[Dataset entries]
========================================

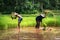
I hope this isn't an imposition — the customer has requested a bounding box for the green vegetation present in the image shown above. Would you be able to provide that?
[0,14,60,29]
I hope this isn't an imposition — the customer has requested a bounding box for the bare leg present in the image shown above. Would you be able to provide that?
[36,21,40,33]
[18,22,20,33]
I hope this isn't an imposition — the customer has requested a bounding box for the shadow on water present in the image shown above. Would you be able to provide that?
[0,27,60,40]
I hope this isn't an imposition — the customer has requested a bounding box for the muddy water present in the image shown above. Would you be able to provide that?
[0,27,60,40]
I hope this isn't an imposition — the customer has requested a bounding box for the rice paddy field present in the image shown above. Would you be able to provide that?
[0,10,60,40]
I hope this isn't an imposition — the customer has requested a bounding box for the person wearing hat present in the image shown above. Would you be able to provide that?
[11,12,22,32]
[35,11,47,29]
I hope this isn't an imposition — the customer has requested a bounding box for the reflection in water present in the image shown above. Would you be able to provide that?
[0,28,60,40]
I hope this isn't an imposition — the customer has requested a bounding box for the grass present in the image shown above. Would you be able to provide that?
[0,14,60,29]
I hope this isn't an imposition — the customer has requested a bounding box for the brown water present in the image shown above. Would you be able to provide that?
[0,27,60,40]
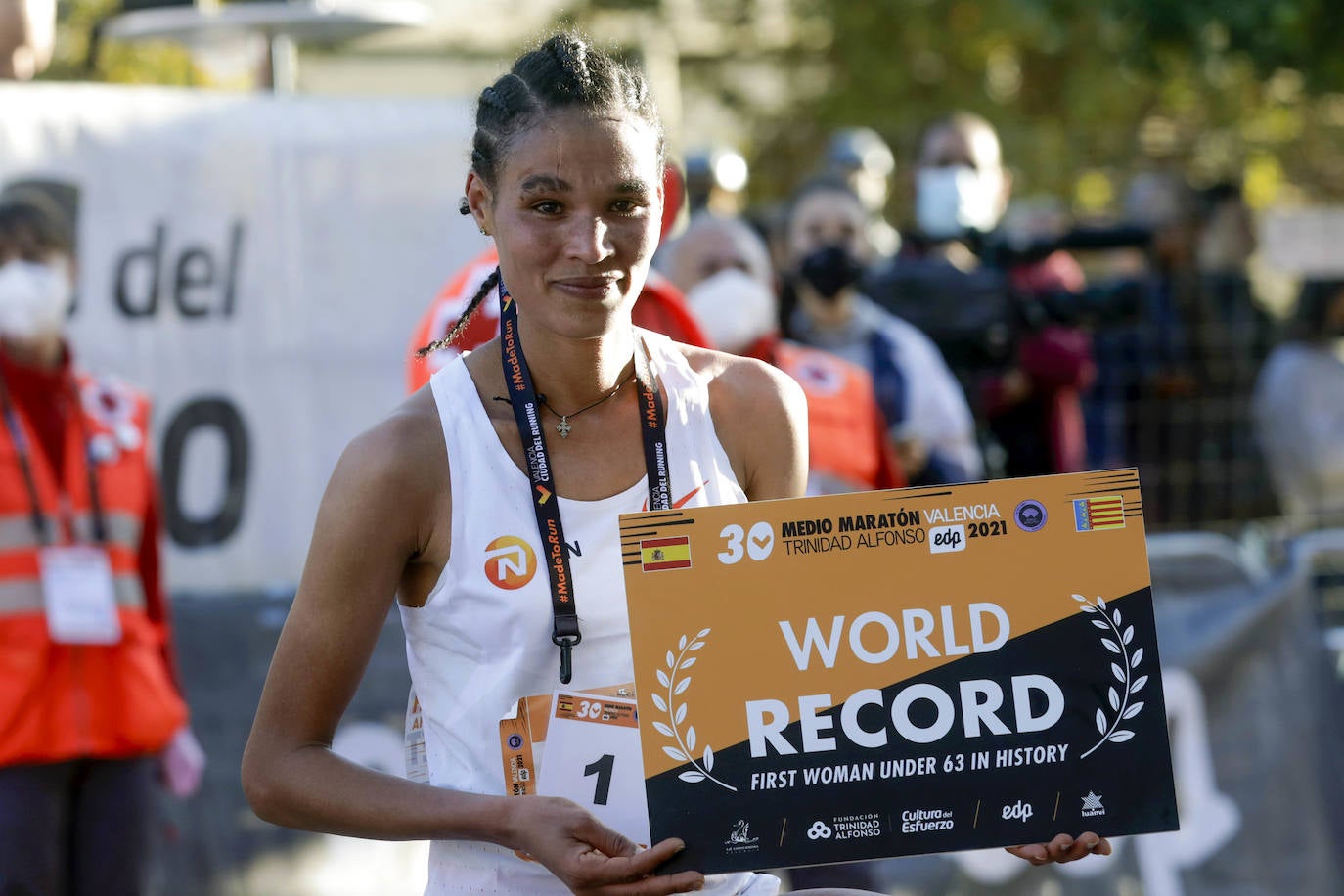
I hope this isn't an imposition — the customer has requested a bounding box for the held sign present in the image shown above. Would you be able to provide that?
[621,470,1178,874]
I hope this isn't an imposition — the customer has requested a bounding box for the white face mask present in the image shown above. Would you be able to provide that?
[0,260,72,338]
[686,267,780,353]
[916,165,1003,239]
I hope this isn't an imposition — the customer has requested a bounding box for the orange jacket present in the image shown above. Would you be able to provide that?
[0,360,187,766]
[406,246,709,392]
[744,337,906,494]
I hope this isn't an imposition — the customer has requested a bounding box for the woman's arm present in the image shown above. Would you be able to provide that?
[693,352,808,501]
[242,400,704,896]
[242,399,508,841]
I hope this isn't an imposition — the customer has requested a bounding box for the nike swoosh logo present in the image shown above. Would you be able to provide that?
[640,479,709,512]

========================================

Aim of the exercise: Please return all of the records above word for word, leaving out the pictures.

Task result:
I hope this isn't an imposition — the customer has requested a bounding box for the green vegetation present in the image shown above. Would you be able to provide that?
[0,14,60,29]
I hope this isn't an imposition — the customer has requested a bounding box for the bare leg present in the image shown above. Would you be able to provide that?
[36,21,40,33]
[18,22,20,33]
I hope this isn't an imposition — the customer has requested a bounding box for the shadow on water present in the image shown above. Would you be able to provide that?
[0,27,60,40]
I hope this isn't an imposition — the customer has requested a bounding box for the muddy water present in the image shown above. Would you be able to provide that?
[0,27,60,40]
I hope this isn't an imposition — the customer has requested a bounding box for the rice paddy field present in the image shown above. Would you be able to provide that?
[0,10,60,40]
I hope this isn't an imposition — the customer has requested a bounding box for the person wearing hat present in the image shown above. Would you be able to provide that?
[11,12,22,32]
[35,11,47,29]
I hope this isn't an imposition — the customer has requested a bounding box for the reflection in water present in the image shown above. Would you be able to provide that?
[0,28,60,40]
I hope this isn't an imposition — the customer has requested a bounding box for the grass present in the image shown above. Would you be able to provide that?
[0,14,60,29]
I hope this isn't an imposition — the customer has requested a bounding box for the brown water present in the image shown above. Would you be able to provide that?
[0,27,60,40]
I hope this isn't an imposition — the customer has requested a bounding box for the held sign present in the image shown above. Would you be able to provide that?
[621,470,1178,874]
I hope this isn't an imposition — the customer has requested a bounding box for the white face mask present in the image shown above. Would you be able to provide that?
[0,260,72,338]
[686,267,780,353]
[916,165,1003,239]
I hope this isn't an imposition — the customer has requested a bounding box for the orange jacket present in the image shown above. Would you be able to provide that?
[0,360,187,766]
[406,246,709,392]
[744,337,906,494]
I hope this isn't an imposition — the customer has requested a bounding box for the woman's arm present in the image shown above. Would you be able to provide that?
[693,352,808,501]
[242,400,704,896]
[242,399,508,841]
I hope this isn't an imposition — the customer has requested a bounding box for the nike swoosh logo present in the image shown above. Would you be able to provide that?
[640,479,709,512]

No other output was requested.